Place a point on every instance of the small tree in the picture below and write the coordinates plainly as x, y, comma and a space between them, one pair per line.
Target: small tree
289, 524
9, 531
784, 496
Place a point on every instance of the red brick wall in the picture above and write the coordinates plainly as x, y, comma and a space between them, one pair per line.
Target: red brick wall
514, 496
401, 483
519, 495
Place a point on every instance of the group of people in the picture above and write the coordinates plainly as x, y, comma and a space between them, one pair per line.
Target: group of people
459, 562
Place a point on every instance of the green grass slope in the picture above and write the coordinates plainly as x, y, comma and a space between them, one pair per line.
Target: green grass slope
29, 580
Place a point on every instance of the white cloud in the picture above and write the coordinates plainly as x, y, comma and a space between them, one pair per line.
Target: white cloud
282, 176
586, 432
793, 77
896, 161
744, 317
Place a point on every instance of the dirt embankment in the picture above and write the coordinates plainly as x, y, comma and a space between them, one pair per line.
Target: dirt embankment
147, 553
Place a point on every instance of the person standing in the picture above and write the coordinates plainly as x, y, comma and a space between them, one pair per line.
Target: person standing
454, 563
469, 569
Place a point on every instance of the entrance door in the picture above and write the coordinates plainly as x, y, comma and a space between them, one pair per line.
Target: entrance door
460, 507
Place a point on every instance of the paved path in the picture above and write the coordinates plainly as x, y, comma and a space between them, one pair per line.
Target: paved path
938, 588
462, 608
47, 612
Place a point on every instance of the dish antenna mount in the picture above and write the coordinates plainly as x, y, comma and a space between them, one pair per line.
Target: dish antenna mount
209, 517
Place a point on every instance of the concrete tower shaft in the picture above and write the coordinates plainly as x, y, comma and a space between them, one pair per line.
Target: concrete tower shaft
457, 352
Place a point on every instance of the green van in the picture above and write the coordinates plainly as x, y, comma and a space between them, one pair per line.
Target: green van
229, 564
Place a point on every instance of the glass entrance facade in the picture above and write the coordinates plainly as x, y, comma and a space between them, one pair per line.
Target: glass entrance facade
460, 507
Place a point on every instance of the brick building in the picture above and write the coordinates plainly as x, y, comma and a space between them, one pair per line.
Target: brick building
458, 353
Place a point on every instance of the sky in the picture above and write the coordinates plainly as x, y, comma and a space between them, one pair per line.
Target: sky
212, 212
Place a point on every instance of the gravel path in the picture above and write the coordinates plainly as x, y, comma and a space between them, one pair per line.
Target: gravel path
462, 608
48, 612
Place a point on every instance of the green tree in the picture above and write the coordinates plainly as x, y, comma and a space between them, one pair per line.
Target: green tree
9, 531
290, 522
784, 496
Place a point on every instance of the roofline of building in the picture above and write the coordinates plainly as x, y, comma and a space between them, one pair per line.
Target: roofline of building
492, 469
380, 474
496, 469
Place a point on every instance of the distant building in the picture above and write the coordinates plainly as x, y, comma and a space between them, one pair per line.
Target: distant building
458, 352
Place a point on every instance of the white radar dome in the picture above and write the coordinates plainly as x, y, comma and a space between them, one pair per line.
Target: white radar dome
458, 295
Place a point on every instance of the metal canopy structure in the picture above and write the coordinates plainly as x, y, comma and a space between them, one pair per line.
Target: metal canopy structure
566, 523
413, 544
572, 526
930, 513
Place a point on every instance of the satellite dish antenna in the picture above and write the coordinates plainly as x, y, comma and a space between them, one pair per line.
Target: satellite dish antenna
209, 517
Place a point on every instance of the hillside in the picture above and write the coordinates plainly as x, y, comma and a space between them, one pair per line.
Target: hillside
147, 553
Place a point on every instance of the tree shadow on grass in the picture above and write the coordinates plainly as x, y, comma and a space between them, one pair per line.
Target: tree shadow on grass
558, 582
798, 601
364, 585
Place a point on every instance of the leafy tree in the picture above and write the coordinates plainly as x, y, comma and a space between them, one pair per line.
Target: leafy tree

-- -- --

Look above for the line containing "Place a point on every instance of the satellite", then transcribe it and all lines after it through the last, exactly and with nothing else.

Place a point on every instance of the satellite dish antenna in the picture above and write the coordinates plainly as x, y, comma and a space between them, one pair per line.
Target: satellite dish antenna
209, 517
Place a point on every instance of the hillside in the picture above and write the coordinates plainly as x, y, comma and a space between them, one pair per line.
Target: hillside
147, 553
Place a point on every instance of the tree shadow on grass in the picture above and write the coordinates plainly as x, y, comma and a space between them, one pair per line.
Target: tree shadow on grass
558, 582
798, 601
364, 585
Place a point on every instance of the leafy tree in the picture above and write the coordinates plainly as x, y, comma and a space between them, one pair per line.
Target: leafy tree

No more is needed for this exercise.